What is expected:
In the records below, please retype word for word every line from the one containing "Target: tree trunk" through the final one, both included, and nothing else.

----------

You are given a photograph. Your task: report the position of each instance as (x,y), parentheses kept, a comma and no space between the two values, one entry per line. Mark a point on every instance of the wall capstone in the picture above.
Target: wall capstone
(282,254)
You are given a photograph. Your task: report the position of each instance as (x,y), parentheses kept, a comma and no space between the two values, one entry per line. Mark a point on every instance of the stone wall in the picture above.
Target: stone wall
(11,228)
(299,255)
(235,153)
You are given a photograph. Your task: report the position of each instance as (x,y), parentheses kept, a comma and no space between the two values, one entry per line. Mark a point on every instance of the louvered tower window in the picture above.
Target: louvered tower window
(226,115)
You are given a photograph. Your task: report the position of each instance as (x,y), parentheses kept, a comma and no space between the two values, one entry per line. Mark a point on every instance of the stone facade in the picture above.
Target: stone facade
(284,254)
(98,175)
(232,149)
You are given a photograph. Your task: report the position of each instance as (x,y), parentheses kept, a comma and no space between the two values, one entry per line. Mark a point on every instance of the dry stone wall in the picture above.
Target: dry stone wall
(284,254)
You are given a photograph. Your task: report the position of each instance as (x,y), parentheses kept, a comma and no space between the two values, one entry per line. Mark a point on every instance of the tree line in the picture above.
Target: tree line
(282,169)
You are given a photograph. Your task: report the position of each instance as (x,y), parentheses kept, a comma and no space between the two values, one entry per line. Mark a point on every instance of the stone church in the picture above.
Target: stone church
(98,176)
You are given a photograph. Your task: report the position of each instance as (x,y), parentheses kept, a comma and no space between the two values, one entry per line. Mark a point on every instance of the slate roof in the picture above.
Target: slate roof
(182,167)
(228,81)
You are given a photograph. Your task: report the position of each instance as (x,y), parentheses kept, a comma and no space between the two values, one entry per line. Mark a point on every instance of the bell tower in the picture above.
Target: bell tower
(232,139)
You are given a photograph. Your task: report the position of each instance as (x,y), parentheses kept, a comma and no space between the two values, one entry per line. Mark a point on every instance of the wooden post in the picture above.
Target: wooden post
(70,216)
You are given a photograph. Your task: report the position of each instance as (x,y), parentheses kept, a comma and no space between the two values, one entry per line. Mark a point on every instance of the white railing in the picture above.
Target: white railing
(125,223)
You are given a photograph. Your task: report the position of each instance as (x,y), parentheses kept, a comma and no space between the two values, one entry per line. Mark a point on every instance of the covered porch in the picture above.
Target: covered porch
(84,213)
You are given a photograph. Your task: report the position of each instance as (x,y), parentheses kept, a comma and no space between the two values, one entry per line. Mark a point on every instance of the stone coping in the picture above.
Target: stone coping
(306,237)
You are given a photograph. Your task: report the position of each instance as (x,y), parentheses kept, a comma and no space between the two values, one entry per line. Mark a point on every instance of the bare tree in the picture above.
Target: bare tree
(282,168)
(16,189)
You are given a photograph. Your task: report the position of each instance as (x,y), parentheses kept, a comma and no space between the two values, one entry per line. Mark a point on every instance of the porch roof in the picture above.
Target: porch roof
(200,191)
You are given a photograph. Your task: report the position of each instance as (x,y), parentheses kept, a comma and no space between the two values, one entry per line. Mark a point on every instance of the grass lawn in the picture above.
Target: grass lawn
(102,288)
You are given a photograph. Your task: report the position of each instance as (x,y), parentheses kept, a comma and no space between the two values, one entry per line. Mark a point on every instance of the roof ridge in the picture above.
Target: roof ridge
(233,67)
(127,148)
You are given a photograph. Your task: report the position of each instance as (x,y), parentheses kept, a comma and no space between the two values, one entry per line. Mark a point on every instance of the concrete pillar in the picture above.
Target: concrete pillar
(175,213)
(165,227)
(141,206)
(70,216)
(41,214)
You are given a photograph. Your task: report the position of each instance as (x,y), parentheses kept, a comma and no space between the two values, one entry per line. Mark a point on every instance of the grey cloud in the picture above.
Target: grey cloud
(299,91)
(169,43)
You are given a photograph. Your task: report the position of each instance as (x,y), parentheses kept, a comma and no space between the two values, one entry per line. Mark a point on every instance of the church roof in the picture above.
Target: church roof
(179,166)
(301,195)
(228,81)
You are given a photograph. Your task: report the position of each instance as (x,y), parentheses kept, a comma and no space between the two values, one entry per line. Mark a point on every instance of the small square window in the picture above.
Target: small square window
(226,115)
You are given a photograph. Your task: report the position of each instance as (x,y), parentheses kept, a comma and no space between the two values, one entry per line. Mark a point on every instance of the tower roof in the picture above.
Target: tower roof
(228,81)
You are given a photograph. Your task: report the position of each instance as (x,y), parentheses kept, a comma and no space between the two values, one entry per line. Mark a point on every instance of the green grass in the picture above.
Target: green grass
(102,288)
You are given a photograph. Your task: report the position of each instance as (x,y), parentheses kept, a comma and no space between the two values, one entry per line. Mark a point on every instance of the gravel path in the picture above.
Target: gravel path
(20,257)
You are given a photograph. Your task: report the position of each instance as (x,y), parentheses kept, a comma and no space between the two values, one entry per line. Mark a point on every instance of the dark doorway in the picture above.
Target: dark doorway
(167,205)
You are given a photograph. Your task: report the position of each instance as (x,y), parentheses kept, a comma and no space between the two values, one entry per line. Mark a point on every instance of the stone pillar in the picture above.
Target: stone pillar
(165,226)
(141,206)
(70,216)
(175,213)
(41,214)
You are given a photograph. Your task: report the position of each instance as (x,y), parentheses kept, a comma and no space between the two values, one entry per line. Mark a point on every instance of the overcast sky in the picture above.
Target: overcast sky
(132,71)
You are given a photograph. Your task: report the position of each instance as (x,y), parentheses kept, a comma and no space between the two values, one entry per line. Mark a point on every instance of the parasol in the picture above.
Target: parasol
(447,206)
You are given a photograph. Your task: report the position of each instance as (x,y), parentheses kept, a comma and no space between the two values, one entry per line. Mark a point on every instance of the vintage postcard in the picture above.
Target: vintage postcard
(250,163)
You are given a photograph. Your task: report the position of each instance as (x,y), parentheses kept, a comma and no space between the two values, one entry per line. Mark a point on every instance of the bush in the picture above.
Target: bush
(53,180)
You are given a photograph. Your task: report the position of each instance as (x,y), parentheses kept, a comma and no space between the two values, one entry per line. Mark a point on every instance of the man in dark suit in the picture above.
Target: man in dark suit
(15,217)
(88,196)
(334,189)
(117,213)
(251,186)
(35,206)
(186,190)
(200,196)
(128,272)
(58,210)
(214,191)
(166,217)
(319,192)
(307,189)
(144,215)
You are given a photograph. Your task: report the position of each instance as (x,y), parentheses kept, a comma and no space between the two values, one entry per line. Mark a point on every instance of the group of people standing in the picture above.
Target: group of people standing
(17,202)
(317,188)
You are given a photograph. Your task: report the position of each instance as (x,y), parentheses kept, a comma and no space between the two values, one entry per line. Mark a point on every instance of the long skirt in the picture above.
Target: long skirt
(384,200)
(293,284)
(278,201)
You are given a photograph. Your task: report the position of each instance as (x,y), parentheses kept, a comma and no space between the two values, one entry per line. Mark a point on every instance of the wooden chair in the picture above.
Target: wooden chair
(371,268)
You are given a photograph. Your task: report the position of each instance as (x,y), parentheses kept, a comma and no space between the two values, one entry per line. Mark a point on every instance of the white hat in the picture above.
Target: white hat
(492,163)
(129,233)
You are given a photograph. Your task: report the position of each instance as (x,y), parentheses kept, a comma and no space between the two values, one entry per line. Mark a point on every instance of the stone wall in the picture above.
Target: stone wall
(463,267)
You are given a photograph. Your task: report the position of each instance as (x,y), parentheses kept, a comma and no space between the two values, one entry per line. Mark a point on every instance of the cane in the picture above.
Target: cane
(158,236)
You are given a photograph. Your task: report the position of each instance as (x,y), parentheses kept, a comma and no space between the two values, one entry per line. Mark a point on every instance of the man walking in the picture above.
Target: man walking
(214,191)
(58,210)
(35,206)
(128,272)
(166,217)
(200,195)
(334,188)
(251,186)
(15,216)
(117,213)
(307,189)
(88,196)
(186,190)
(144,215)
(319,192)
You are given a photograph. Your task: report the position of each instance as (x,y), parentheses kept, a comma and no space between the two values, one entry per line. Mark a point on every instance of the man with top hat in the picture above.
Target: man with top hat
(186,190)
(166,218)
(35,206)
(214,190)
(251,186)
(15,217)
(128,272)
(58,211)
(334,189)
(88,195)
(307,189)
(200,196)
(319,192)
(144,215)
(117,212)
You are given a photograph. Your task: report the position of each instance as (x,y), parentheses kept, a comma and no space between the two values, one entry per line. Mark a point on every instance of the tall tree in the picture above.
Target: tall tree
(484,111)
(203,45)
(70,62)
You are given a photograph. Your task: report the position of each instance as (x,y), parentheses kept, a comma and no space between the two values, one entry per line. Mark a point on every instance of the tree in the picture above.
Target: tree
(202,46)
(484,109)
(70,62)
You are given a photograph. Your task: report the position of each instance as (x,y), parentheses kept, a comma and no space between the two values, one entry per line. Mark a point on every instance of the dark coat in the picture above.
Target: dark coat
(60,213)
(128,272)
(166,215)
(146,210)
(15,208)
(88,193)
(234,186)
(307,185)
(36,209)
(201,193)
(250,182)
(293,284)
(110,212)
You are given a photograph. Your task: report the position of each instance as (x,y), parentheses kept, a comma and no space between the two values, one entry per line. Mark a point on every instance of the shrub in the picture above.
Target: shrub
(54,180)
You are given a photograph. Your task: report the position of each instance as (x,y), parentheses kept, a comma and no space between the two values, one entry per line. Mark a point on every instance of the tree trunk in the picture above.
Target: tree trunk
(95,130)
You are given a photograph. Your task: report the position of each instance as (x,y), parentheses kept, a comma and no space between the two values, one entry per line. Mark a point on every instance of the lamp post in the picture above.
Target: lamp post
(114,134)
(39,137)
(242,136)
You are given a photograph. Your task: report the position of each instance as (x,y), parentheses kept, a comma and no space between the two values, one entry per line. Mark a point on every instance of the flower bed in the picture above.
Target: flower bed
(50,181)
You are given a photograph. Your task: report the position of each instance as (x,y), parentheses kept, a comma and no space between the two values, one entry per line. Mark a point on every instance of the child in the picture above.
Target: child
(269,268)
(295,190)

----------

Reply:
Target: tree trunk
(95,130)
You are given a photograph. Your task: report the position of each instance as (x,y), parentheses kept, a comma and no space between the two values, one entry per line. Mark a point on every instance of the lamp post in the picture above.
Target: lamp post
(114,134)
(39,137)
(242,136)
You are given a photograph. Your task: report the position of each instance as (x,y), parentheses kept, a comma and no space between the two values, one entry per line. Mark a point on every instance of the flower bed in the picture above.
Target: flower bed
(50,181)
You are given a photograph. Your task: report the position of each instance as (x,y), parentheses kept, a comma and no space between the two values, one entry per line. Mark a point on every instance of the child in the picture above.
Target: child
(269,268)
(295,190)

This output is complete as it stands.